Read the records and gather each line that includes "cloud".

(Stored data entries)
--

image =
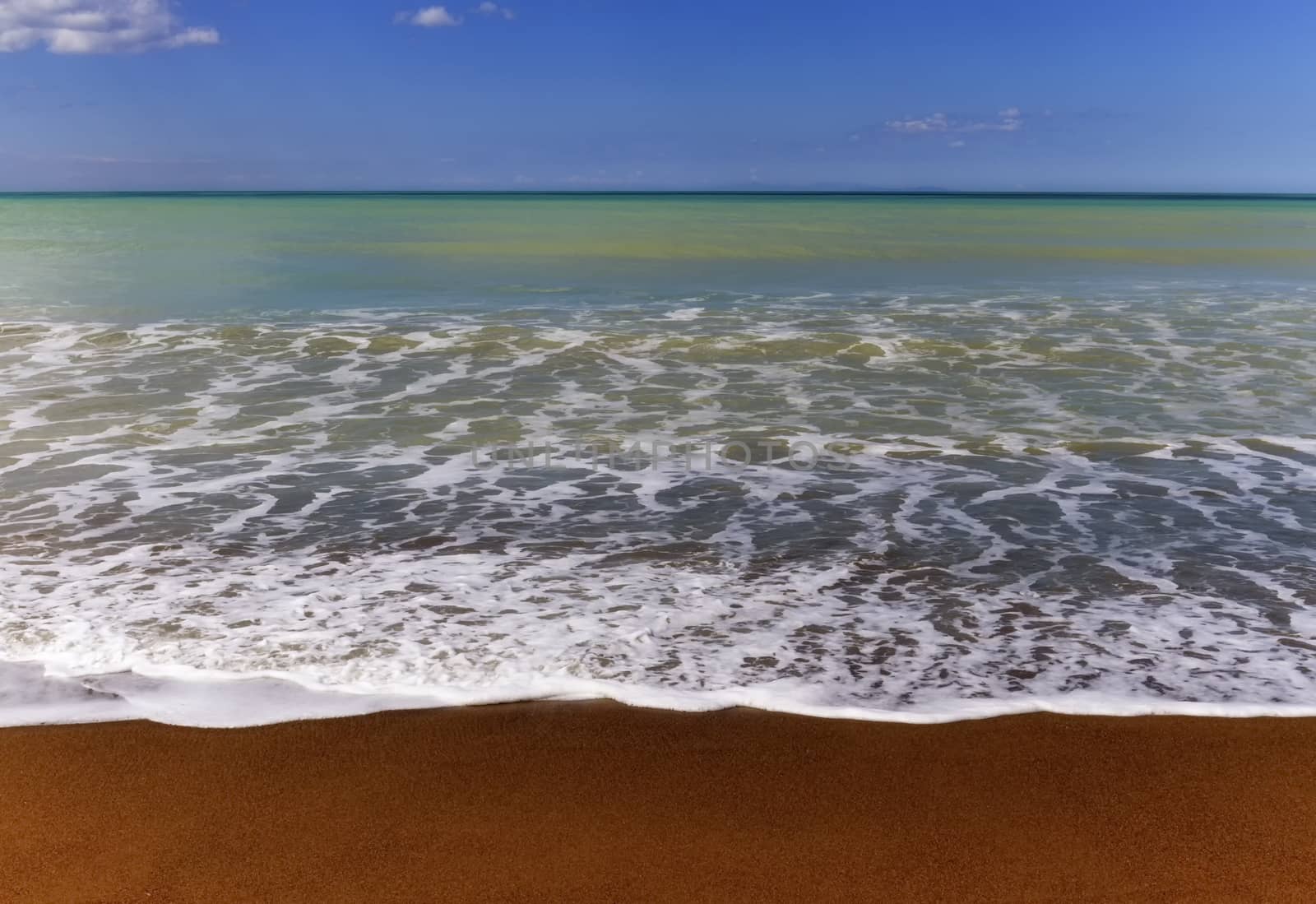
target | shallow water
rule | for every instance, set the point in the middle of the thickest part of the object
(885, 457)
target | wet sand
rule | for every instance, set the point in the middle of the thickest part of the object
(595, 802)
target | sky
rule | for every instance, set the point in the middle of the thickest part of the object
(1056, 95)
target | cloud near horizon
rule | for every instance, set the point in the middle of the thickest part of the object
(441, 17)
(96, 26)
(1007, 120)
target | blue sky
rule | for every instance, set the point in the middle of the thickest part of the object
(628, 94)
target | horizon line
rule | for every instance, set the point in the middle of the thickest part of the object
(831, 192)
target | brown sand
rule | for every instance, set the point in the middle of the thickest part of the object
(598, 802)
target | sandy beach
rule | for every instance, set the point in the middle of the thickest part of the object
(598, 802)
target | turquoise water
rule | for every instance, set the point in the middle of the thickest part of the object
(892, 457)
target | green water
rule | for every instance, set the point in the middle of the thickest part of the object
(181, 254)
(1030, 452)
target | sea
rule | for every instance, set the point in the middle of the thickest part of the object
(892, 457)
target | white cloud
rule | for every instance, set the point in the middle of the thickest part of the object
(96, 26)
(429, 17)
(494, 9)
(1007, 120)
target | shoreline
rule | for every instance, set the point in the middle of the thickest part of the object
(595, 800)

--

_Expected output_
target | cloud near horizon
target | white cloud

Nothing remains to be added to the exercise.